- _Task 1_
In the article below on the Big Ten and Pac-12 football cancellations, reproduce the passage from "Big Ten, Pac-12" up to and including "with college football.".
- _Task 2_
Answer these questions using the article below on the Big Ten and Pac-12 football cancellations.
(a) Who is the Pac-12 Commissioner?
(b) What share of major college football teams have decided against a fall season?
(c) What events were canceled five months earlier because of the first spikes in coronavirus cases in the U.S.?

Big Ten, Pac-12 won’t play football this fall

UNDATED (AP) _ A crumbling college football season took a massive hit Tuesday when the Big Ten and Pac-12, two historic and powerful conferences, succumbed to the pandemic and canceled their fall football seasons.

Five months almost to the day after the first spikes in coronavirus cases in the U.S. led to the cancellation of the NCAA basketball tournaments, the still raging pandemic is tearing down another American sports institution: fall Saturdays filled with college football.

Pac-12 Commissioner Larry Scott called the decision “extremely difficult and painful.” Despite pleas from players, coaches and President Donald Trump in recent days to play on, 40% of major college football teams have now decided to punt on a fall season, a decision that will cost schools tens of millions of dollars and upends traditions dating back a century.

- _Data section_
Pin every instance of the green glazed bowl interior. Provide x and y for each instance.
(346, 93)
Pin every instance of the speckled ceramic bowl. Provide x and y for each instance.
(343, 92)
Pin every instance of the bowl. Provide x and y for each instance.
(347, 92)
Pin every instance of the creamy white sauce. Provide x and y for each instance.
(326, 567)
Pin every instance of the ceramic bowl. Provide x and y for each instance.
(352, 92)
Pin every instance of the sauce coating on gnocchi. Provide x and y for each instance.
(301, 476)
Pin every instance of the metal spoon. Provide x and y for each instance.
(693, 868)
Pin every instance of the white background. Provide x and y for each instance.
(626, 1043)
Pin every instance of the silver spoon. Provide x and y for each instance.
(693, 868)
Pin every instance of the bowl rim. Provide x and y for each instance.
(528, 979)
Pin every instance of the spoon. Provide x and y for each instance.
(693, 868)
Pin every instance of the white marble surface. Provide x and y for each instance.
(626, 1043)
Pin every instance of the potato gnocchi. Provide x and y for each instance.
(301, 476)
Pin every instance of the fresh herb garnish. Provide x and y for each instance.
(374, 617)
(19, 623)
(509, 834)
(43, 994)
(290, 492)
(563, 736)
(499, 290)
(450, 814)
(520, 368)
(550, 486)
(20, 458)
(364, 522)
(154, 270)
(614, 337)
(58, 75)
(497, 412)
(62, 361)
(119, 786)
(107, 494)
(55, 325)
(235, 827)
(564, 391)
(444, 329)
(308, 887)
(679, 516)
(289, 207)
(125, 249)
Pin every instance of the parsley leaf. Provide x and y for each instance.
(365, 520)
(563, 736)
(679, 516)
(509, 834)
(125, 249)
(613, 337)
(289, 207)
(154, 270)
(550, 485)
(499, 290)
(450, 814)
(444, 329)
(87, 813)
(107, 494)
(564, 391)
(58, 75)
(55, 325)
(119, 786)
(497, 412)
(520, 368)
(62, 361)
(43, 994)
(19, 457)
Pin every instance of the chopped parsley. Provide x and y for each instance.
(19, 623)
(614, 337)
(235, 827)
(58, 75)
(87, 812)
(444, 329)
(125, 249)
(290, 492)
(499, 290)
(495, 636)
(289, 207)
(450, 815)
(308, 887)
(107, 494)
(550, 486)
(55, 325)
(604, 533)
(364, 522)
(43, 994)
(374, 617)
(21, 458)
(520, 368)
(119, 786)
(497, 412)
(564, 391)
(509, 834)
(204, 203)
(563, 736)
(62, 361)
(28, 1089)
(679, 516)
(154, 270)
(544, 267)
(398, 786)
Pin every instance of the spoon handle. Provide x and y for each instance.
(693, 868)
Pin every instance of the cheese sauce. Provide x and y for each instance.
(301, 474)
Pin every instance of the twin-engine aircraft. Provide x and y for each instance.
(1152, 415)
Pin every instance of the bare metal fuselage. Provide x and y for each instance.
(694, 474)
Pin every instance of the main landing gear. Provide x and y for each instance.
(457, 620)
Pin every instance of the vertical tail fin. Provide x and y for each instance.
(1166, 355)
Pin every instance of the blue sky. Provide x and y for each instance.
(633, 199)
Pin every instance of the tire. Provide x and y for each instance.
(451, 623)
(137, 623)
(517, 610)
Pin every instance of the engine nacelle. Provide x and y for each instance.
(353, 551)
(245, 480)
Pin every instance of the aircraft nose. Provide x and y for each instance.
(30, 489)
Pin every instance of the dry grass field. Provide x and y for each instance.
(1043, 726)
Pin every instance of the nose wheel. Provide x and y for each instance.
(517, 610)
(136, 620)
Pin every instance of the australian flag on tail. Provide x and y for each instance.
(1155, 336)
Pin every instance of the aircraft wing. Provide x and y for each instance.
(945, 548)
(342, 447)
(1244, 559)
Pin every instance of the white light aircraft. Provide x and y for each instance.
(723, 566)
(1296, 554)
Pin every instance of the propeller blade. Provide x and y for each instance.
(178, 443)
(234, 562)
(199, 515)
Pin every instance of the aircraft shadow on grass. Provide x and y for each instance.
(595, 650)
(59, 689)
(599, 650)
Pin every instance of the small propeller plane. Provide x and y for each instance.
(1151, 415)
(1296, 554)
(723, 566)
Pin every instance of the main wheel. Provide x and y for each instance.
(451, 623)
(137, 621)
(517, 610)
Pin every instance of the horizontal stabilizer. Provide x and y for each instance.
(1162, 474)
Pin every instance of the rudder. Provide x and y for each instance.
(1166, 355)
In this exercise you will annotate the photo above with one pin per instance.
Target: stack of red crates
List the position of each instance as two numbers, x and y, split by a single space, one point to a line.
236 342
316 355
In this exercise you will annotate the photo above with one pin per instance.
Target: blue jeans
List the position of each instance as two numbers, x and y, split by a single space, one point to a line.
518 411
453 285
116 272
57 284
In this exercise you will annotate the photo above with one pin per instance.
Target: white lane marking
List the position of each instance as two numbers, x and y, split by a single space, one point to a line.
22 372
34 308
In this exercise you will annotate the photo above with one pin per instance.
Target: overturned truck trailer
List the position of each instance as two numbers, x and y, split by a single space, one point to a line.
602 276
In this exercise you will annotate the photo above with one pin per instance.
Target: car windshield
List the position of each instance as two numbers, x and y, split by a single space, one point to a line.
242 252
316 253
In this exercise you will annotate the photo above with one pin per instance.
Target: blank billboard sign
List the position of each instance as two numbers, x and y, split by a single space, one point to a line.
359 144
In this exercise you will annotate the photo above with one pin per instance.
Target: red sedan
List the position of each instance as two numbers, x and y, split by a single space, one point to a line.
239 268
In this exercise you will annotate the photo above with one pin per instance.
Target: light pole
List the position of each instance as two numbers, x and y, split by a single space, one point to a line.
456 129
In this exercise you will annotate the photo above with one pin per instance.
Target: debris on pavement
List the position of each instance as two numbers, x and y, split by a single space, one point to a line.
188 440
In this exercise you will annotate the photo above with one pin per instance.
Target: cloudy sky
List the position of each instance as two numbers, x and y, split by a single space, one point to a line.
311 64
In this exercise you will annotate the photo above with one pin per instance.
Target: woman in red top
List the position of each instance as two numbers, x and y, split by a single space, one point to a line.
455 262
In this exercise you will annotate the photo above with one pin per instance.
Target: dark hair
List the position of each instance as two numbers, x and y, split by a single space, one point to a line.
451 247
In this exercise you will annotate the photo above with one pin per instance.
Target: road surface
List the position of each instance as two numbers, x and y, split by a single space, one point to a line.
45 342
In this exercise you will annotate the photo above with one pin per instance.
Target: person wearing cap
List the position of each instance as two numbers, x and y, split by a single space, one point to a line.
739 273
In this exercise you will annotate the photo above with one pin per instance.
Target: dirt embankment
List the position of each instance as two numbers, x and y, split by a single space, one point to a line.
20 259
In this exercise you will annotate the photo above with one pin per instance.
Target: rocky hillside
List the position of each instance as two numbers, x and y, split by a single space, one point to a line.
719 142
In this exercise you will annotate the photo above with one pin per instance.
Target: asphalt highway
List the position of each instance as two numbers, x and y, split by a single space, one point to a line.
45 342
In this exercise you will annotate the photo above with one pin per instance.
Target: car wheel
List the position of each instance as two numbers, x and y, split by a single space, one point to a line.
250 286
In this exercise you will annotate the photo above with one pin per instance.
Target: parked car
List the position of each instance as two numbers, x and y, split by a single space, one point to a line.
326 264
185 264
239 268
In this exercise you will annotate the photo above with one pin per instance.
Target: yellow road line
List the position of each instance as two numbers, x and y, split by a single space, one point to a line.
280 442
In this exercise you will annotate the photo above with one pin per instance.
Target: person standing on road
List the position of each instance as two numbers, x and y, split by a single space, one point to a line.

- _Answer 1_
Big Ten, Pac-12 won’t play football this fall

UNDATED (AP) _ A crumbling college football season took a massive hit Tuesday when the Big Ten and Pac-12, two historic and powerful conferences, succumbed to the pandemic and canceled their fall football seasons.

Five months almost to the day after the first spikes in coronavirus cases in the U.S. led to the cancellation of the NCAA basketball tournaments, the still raging pandemic is tearing down another American sports institution: fall Saturdays filled with college football.

- _Answer 2_
(a) Larry Scott.
(b) 40%.
(c) The NCAA basketball tournaments.